__INPUT FOR THIS TASK__:
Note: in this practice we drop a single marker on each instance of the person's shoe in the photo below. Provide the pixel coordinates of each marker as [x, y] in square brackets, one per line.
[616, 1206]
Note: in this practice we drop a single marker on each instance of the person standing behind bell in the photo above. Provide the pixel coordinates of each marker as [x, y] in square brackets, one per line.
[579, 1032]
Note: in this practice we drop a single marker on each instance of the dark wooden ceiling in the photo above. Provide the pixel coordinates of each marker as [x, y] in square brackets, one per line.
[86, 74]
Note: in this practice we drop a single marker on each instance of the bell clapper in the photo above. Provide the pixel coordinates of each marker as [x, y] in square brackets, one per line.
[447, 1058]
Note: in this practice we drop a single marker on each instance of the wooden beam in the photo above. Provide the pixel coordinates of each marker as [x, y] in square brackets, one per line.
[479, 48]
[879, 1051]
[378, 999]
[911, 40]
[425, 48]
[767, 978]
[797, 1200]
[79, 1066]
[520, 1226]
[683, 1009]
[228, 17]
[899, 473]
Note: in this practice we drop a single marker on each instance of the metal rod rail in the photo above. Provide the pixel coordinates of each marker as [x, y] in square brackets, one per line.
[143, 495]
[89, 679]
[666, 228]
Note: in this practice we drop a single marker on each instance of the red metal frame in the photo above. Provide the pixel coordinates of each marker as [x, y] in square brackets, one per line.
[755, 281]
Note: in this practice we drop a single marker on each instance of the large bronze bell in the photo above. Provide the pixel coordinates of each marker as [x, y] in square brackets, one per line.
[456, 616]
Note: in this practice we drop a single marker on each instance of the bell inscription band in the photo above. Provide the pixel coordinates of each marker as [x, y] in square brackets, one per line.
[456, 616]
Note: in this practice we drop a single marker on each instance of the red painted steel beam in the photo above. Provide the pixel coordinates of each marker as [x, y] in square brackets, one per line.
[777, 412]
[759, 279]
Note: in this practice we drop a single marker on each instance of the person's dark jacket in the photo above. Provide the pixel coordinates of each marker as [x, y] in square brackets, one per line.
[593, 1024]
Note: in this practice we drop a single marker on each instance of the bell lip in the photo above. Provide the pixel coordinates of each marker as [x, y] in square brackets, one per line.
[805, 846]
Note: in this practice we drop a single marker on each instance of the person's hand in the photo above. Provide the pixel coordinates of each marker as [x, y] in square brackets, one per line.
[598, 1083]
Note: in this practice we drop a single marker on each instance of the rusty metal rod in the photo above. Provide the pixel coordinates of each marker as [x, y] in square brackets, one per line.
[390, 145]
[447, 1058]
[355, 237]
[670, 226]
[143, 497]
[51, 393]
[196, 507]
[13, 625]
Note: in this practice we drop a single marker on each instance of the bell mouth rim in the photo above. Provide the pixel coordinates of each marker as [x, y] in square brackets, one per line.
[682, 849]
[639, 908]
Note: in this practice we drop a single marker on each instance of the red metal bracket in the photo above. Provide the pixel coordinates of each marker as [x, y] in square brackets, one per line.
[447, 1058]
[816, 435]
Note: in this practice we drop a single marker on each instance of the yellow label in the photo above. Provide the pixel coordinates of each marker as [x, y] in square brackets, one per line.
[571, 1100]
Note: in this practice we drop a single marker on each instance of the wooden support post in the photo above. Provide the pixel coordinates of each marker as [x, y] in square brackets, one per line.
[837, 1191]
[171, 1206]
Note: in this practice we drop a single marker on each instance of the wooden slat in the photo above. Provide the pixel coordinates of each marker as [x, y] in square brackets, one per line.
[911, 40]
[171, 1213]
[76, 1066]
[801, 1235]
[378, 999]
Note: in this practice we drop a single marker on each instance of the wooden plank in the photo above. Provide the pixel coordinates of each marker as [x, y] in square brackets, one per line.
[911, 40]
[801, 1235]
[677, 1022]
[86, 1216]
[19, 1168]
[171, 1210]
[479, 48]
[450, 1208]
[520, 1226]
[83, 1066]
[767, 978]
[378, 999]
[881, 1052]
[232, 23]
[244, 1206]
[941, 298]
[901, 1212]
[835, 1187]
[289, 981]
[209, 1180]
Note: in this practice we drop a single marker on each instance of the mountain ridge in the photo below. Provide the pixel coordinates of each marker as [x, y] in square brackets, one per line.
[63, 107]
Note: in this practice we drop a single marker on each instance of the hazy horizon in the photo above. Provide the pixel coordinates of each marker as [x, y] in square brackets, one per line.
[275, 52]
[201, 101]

__WORK ORDER__: Each record above should be returned exactly as it appears.

__SOLUTION FOR THIS TASK__:
Note: in this practice we drop a single marker on each instance of the person's shoe in the photo below. Provide the pixel coordinates of each marker as [x, y] in square brackets, one per line.
[616, 1206]
Note: in this practice we drop a single marker on each instance of the person standing behind bell in the photo above. Provide the pixel coordinates of each marker as [x, y] in square brackets, one per line.
[579, 1032]
Note: in this practice we drop a single marker on each instance of the dark wooden ceiling in the photo above. Provide the pixel coordinates of each marker as [x, y] in square brackets, one per line.
[86, 74]
Note: in this practice we drop a single marker on each instance of the bell clapper in the photo above. Provide the pixel coordinates of each marker as [x, y] in square brackets, one per line.
[447, 1058]
Note: in this practice we drop a single marker on each instance of the wooden beam in the photo above. Provide the pixel coordinates of each marker as [x, y] in square brackets, one per line.
[479, 48]
[879, 1051]
[378, 999]
[911, 40]
[425, 48]
[767, 978]
[797, 1200]
[79, 1066]
[520, 1226]
[683, 1009]
[228, 17]
[899, 473]
Note: in this practice we drop a single marker on each instance of the metal rod rail in the photo above. Provide the pixel coordinates of each marker as [x, y] in square brackets, one per line.
[143, 495]
[89, 679]
[666, 228]
Note: in this practice we drop a single marker on each instance of the red metal frame in the photo above. Provide the pixel coordinates of each marker as [x, y] in square brackets, one per line.
[755, 281]
Note: in this practice we drop a single marker on each instance of the large bronze bell in the photo above. Provide the pixel coordinates of each marker as [x, y] in square brackets, one per line.
[456, 616]
Note: in this practice we drop a single marker on each instance of the bell inscription band in the photo above. Provide the pixel coordinates of each marker as [x, y] in square brackets, one per line.
[456, 616]
Note: in this practice we drop a single marker on each instance of the red painted steel beam in the photo above. Provide the pixel coordinates of each marker as [x, y] in square brackets, one per line.
[777, 412]
[759, 279]
Note: in this practice we drop a single marker on each instance of the person's dark jacket in the photo above. Provide the pixel coordinates of each marker as [x, y] in square brackets, one per line.
[593, 1024]
Note: in this practice we drop a single marker on each instance of the bell lip in the photo above. Provide the pixel coordinates of each marker as [x, y] in square brackets, one per line.
[805, 846]
Note: in this practice we drop a single marker on each instance of the person's hand in the photo above. Provide the pixel coordinates of each marker as [x, y] in square brackets, one per line.
[598, 1083]
Note: in this practice we drop a single marker on each instance of the rusty metal rod in the photo above. Provide the pixel coordinates of each marker as [x, y] in square brackets, one per line.
[390, 145]
[447, 1058]
[355, 237]
[670, 226]
[143, 497]
[51, 393]
[196, 507]
[13, 625]
Note: in this practice we drop a single marker on each instance of the bell mouth rim in the photo above. Provide the pixel coordinates of each marker as [x, y] in square brackets, one per line.
[682, 849]
[639, 908]
Note: in this practice we drop a single marker on each instance of the red metal bracket in the photo above. Provide the pixel coordinates of each marker as [x, y] in square brackets, one per line.
[447, 1058]
[816, 435]
Note: in this practice we drop a single marker on each instance of the yellow label in the photo above. Provide the pixel coordinates of each marker as [x, y] in square brackets, one per line.
[571, 1100]
Note: in this practice we drop a single marker on each instance of the wooden support post in the photo above. Provide the pixel coordinates of each marker as [x, y] in square brackets, one per line.
[837, 1191]
[171, 1206]
Note: in this practice we drop a single marker on each instance of the wooden slat in the photo above. Provide the pixel coordinates of each marker as [x, y] in square brackets, one per line.
[911, 40]
[171, 1213]
[76, 1066]
[801, 1235]
[378, 999]
Note: in this practice we drop a single marker on each instance of the wooden plank in the photo above. Provide the pixel coordinates of each marker as [x, y] in square brackets, one per line.
[911, 40]
[801, 1235]
[677, 1022]
[86, 1216]
[19, 1168]
[171, 1210]
[479, 48]
[450, 1208]
[520, 1226]
[83, 1066]
[767, 978]
[378, 999]
[881, 1052]
[232, 23]
[244, 1206]
[941, 298]
[901, 1212]
[835, 1187]
[289, 981]
[209, 1180]
Note: in this practice we drop a single marker on each instance of the mountain ridge in the photo below. Provide the pixel coordinates of each marker as [x, y] in square brackets, one per line.
[63, 107]
Note: in this practice we drop a single marker on each instance of the hazy horizon in the photo above. Provide the pixel coordinates of each marker as [x, y] in square brackets, one per line.
[275, 52]
[201, 101]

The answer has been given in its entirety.